- **STATED GOAL 1**
List each line of the records below that contains the word "black".

Although the ELECTION BOARD, as an inferior judiciary, did not issue any sort of ruling that would normally allow Plaintiff to invoke CSJ’s appellate jurisdiction, the ELECTION BOARD chose instead not to rule on his claims at all, either because it believed they were improperly filed or because it believed it was not obligated to consider them. However, pursuant to Manual § 51.721, CSJ is empowered to determine that the proceedings of an inferior judicial body “denied the appellant his/her rights (as enumerated in the All-Campus Constitution and the Complied Code).” It is this sort of appellate review that was conducted in the present case, as we reviewed whether the Defendants violated Plaintiff’s due process rights, granted by the Constitution, in refusing to hear and rule upon his claims.
During the pre-trial proceedings, we addressed Defendants motion to dismiss for lack of jurisdiction. We analyzed Constitution Art. V, sec. E(2)’s requirement that “all disputes” concerning the Assembly elections shall be initiated at the Election Board. We concluded that Plaintiff properly presented both of his substantive claims (that Defendants may not alter the candidate application deadline and may not accept and then reject his application) to the ELECTION BOARD prior to brining them before CSJ. Our decision during pre-trial to accept jurisdiction was proper, because Plaintiff’s actions were sufficient to allow him to invoke this Court’s appellate jurisdiction when his claims to the ELECTION BOARD were not heard and ruled upon within a reasonable amount of time.

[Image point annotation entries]
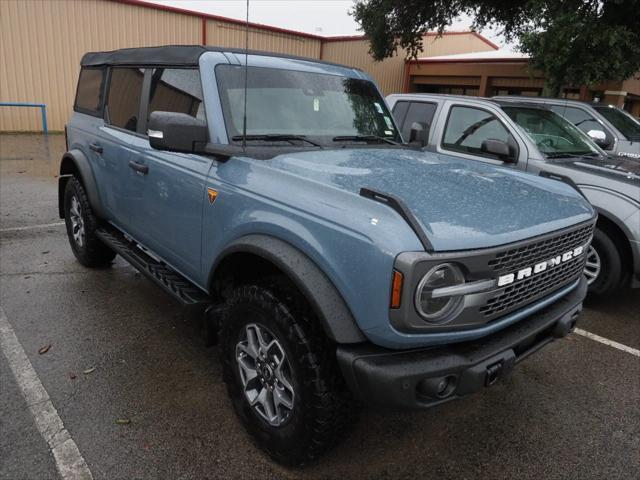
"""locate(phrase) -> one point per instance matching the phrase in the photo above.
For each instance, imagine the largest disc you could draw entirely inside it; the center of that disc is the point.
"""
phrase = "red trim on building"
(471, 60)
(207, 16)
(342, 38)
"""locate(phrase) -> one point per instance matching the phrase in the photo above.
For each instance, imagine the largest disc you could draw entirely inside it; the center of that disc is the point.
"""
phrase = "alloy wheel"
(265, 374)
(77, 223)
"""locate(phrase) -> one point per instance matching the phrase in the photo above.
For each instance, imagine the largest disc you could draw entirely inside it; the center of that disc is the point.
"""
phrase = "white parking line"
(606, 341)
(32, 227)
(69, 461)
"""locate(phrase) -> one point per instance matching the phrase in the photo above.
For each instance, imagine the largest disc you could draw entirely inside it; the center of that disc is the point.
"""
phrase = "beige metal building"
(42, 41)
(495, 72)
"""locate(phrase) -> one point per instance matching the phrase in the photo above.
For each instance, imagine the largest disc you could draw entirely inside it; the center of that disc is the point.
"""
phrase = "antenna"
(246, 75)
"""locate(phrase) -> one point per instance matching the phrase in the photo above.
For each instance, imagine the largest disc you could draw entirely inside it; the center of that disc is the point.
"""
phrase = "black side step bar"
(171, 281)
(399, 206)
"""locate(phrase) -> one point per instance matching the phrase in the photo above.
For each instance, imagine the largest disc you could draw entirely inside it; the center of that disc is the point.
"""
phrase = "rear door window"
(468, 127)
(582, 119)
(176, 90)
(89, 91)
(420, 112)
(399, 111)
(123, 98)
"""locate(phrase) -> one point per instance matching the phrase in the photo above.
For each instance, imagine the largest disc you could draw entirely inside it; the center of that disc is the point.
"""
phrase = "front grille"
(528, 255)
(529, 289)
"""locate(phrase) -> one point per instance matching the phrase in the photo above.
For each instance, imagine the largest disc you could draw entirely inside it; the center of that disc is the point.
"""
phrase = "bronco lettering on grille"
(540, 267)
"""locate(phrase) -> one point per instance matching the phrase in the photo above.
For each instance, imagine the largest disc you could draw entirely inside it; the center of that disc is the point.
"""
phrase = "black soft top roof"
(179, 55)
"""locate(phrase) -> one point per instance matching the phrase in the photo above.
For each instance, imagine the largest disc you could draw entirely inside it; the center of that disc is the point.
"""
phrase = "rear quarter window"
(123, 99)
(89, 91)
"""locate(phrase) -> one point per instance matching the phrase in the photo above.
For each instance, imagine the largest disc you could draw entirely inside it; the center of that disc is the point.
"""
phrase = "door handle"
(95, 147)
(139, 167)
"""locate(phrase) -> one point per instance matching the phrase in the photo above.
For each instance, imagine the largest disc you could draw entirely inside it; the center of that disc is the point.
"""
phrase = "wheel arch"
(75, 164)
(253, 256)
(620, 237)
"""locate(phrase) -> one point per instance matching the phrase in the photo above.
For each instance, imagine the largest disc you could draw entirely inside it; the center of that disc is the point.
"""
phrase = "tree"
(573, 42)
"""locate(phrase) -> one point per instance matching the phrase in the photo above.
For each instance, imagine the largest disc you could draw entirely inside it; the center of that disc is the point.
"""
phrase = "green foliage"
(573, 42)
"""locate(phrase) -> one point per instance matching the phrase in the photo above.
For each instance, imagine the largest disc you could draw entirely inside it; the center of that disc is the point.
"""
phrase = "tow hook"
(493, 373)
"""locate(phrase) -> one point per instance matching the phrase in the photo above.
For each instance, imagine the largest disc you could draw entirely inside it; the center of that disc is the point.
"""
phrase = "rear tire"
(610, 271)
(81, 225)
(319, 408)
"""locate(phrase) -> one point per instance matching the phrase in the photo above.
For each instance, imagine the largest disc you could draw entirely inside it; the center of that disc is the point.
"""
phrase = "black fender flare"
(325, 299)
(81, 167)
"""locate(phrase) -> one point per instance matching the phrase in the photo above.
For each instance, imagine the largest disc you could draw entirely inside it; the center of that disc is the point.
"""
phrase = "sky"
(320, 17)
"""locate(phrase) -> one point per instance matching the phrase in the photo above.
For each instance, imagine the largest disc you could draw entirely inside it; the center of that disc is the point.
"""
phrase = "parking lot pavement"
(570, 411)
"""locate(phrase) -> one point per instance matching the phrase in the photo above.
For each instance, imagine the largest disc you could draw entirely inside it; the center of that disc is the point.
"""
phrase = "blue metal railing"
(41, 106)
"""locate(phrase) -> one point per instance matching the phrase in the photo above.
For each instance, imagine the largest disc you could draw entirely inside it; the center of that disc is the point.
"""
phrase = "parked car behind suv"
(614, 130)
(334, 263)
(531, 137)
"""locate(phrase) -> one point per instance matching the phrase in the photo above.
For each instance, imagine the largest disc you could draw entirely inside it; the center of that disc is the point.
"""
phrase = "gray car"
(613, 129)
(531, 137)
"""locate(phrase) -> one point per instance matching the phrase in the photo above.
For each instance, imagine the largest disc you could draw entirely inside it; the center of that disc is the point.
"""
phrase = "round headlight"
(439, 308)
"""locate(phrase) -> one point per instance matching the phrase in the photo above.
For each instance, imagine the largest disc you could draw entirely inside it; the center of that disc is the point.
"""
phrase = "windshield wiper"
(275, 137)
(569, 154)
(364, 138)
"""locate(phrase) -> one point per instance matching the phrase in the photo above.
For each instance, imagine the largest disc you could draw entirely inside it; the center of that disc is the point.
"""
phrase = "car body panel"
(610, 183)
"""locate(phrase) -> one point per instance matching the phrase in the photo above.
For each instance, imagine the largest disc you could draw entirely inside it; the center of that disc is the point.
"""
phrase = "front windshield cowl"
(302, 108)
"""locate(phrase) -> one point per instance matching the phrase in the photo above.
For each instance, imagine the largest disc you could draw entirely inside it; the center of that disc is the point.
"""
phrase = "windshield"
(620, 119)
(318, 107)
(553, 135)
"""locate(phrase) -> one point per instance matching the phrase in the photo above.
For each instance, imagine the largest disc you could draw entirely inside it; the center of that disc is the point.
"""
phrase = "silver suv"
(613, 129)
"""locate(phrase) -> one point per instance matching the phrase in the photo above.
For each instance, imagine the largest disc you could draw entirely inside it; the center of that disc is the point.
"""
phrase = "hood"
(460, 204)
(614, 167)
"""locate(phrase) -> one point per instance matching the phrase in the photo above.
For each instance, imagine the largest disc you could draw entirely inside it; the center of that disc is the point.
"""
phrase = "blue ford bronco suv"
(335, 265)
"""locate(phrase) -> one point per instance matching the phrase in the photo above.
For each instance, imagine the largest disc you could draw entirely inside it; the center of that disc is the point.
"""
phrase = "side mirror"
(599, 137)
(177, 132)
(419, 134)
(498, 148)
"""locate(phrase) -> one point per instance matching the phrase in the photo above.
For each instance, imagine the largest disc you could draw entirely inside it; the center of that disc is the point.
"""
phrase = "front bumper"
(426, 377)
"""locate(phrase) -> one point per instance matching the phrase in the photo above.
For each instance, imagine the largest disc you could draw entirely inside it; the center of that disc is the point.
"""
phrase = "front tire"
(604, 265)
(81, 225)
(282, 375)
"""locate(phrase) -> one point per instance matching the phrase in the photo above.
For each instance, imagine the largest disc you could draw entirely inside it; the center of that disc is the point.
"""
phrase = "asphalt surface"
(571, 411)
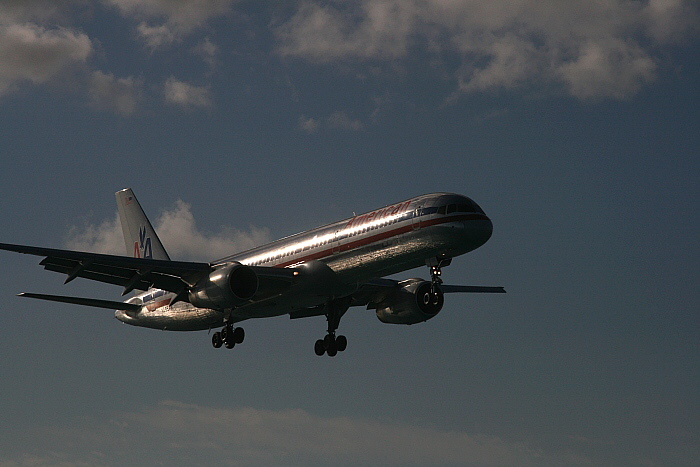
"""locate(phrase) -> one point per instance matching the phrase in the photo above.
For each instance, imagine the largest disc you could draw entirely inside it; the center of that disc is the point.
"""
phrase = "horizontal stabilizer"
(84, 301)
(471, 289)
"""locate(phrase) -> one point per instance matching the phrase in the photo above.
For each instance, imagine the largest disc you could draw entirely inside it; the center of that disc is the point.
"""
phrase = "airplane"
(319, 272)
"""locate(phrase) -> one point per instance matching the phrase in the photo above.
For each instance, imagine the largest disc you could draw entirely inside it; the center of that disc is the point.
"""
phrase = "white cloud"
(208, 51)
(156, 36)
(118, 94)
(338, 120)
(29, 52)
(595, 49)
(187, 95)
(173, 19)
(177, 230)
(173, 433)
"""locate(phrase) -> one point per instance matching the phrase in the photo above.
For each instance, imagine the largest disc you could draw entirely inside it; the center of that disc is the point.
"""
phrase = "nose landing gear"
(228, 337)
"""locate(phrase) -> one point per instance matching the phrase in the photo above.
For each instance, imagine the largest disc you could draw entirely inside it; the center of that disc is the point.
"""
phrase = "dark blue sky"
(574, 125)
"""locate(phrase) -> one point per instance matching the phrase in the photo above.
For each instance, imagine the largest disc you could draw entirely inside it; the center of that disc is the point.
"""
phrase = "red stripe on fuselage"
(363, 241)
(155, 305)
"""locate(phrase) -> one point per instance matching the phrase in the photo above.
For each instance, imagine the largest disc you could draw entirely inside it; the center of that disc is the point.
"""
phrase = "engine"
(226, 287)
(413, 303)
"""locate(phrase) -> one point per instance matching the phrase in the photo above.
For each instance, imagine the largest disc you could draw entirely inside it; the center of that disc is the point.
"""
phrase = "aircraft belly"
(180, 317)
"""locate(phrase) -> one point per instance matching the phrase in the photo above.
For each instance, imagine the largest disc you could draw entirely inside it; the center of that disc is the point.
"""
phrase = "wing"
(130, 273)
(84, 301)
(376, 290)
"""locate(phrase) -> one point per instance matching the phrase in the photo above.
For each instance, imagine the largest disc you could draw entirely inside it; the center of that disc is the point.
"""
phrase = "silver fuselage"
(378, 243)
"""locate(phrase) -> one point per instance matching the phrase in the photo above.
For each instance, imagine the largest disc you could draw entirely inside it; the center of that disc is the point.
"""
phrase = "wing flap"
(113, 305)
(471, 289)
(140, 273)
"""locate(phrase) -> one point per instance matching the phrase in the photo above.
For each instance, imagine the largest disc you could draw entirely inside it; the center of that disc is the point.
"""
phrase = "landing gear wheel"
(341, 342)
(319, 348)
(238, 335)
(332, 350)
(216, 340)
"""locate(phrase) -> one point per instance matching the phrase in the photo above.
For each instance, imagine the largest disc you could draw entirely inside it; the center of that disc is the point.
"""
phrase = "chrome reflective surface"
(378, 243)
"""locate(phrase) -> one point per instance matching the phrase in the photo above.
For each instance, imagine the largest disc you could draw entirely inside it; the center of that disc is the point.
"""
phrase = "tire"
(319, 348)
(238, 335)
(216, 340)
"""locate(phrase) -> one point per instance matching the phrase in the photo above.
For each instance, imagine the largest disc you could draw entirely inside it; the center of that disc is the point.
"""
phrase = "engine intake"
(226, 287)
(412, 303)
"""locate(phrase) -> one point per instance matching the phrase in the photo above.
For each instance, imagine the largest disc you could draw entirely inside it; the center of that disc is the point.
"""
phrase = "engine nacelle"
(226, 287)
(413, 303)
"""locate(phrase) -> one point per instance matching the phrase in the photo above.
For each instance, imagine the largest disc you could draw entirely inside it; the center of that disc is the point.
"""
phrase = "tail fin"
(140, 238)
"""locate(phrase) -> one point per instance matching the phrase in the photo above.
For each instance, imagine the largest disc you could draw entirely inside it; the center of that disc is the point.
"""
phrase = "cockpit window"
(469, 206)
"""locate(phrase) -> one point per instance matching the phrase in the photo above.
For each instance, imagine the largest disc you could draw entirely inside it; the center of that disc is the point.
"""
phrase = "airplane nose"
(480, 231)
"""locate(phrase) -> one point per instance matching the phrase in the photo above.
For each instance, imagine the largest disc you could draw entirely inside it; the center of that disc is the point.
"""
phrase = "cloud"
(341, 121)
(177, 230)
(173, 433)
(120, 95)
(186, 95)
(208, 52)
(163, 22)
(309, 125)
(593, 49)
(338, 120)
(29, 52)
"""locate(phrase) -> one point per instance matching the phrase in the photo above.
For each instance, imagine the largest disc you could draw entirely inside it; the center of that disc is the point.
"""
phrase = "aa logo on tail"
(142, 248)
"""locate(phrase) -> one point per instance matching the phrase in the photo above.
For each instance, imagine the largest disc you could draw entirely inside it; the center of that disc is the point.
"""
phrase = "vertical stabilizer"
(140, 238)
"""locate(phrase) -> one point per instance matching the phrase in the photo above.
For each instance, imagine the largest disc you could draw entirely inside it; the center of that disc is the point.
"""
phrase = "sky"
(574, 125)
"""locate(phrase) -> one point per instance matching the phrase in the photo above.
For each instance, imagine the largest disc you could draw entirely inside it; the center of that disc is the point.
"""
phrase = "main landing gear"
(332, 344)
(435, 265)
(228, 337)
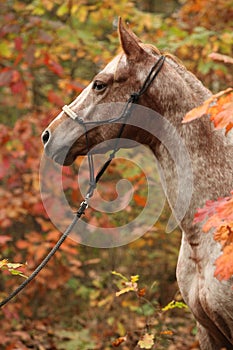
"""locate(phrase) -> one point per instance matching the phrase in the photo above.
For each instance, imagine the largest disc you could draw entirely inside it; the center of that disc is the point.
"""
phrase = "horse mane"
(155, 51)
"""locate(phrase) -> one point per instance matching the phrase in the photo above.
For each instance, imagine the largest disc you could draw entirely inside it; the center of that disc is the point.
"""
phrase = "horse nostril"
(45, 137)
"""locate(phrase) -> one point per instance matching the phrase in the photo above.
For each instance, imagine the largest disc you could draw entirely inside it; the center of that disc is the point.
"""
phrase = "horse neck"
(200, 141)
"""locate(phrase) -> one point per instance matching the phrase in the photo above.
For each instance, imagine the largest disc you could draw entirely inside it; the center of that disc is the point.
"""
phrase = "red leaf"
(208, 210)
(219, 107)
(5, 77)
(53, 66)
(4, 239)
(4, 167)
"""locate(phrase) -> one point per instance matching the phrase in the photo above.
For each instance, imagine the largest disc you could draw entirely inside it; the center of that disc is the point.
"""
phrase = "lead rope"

- **STATED GOAL 2**
Print, word for word, the section of the court opinion above starting at "During the pre-trial" and ending at "amount of time.".

- **COMPLETE OUTPUT 1**
phrase = "black side step bar"
phrase = "black soft top roof"
phrase = "black fender flare"

- **COMPLETE OUTPUT 2**
During the pre-trial proceedings, we addressed Defendants motion to dismiss for lack of jurisdiction. We analyzed Constitution Art. V, sec. E(2)’s requirement that “all disputes” concerning the Assembly elections shall be initiated at the Election Board. We concluded that Plaintiff properly presented both of his substantive claims (that Defendants may not alter the candidate application deadline and may not accept and then reject his application) to the ELECTION BOARD prior to brining them before CSJ. Our decision during pre-trial to accept jurisdiction was proper, because Plaintiff’s actions were sufficient to allow him to invoke this Court’s appellate jurisdiction when his claims to the ELECTION BOARD were not heard and ruled upon within a reasonable amount of time.